**Task prompt**: Type out the records again, exactly as they are.
+ + + + +
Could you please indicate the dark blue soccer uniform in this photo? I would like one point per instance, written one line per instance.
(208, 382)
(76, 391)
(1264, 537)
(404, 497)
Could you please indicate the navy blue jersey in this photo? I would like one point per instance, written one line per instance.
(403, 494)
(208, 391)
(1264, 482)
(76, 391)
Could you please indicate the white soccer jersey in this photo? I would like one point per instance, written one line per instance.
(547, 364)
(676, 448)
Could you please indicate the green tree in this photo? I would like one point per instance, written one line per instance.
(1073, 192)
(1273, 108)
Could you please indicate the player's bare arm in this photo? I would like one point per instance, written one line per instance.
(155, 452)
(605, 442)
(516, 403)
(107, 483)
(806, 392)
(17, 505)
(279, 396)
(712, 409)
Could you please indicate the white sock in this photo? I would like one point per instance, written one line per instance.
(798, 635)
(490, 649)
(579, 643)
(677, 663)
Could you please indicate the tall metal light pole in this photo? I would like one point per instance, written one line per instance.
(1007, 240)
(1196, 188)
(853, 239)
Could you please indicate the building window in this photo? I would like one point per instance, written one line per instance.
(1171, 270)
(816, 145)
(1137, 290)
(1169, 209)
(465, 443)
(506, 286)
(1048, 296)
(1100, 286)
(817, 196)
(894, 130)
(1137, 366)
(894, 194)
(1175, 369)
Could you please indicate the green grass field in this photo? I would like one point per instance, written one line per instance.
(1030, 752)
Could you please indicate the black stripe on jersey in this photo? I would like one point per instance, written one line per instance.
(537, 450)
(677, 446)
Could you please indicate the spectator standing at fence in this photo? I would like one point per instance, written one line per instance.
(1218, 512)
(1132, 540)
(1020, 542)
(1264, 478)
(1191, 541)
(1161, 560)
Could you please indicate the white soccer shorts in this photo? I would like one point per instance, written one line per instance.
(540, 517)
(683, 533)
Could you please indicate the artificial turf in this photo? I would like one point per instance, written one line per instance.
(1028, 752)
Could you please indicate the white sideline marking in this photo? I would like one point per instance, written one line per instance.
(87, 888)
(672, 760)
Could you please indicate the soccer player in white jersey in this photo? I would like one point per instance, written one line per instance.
+ + + + +
**Written response**:
Could you please indicate the dark blue soccer uniform in this photo? I would like one point per instance, written one line per instance.
(208, 382)
(76, 391)
(1264, 537)
(404, 497)
Could you please indicate the navy blue jersey in this photo? I would like one point per instance, written one line per instance.
(403, 494)
(208, 391)
(1264, 482)
(76, 391)
Could you please indicate the white soccer jersey in this photo? I would like one point per instance, written one line per instance.
(547, 364)
(676, 448)
Could you please indicate the green tree in this photo? I would like one point per instance, written one line per instance.
(1073, 192)
(1273, 108)
Could you please indicate the player's bare arm in this photo? I would like one point per instance, written one line per instance.
(155, 452)
(605, 442)
(516, 403)
(107, 483)
(806, 392)
(17, 505)
(279, 396)
(712, 409)
Could you please indicate the white sock in this photo? I would like one point per instance, written one line per instance.
(798, 635)
(490, 649)
(579, 643)
(677, 663)
Could you please indicate the tall metal light pole in this photo? I would like one point per instance, written one line per instance.
(1007, 240)
(1196, 188)
(853, 239)
Could you please indicate the building window in this photo? I would like one point per instance, written one line per instance.
(1171, 270)
(816, 145)
(1137, 290)
(1169, 209)
(465, 443)
(506, 286)
(1048, 296)
(1100, 286)
(817, 196)
(894, 130)
(1137, 366)
(894, 194)
(1175, 369)
Could you please indicate the green grass field in this photo? I would like one point per instance, written one line per instance.
(1030, 752)
Could you please indicate the black stripe on jersey in this photo? I would like one point per instance, written one line per instance.
(537, 450)
(677, 446)
Could you please indicate the spectator standing at fence in this photo? I would like one point per instance, written one line per instance.
(1218, 512)
(1132, 540)
(1020, 542)
(1264, 478)
(1191, 541)
(1161, 560)
Could you please indicate the white soccer shorts in this photo? I would like one point per instance, written one line per instance.
(540, 517)
(683, 533)
Could you please indicate the artificial turf in this photo? I would like one point per instance, written one line per instance.
(1028, 752)
Could you please indicate the white sideline marking in this photo? I would like one point per instance, written one line per instance.
(87, 888)
(672, 760)
Could you please indicate the soccer player in white jersey in this photo? I would like one point per instance, written one line per instance.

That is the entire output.